> _Requirements_: Gather every line from the items below that contains the word "cityscape", and copy each of those lines in full. Matching is case-sensitive.

> _Material provided_:
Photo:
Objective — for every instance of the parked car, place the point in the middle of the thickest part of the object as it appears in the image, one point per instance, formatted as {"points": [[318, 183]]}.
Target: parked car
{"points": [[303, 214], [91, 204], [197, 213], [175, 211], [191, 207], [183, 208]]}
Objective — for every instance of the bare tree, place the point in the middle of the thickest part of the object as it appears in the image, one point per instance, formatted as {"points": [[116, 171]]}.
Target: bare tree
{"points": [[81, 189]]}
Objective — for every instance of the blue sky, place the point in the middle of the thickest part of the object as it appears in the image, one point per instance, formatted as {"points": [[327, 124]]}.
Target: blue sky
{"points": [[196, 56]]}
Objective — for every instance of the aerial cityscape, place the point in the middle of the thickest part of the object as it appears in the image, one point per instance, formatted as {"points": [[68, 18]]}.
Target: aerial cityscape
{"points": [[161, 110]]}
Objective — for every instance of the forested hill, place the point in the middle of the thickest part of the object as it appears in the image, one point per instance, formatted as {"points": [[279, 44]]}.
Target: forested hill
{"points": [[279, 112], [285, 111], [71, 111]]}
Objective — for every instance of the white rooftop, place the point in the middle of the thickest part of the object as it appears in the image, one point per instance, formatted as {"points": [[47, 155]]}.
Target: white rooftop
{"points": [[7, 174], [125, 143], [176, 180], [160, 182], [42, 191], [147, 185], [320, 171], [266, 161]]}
...
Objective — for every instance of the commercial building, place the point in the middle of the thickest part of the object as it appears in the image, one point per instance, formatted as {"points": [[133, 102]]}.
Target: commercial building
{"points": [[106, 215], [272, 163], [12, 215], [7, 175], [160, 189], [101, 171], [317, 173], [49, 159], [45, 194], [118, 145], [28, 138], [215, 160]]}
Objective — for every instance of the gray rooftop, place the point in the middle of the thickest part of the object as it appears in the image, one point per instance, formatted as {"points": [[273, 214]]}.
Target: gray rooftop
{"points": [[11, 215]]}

> _Completed task_:
Objective — for every instance of the aerial cityscape, place the point in the middle of the thickest part of the object as it appears in the image, one point per instance, formatted as {"points": [[68, 18]]}.
Target: aerial cityscape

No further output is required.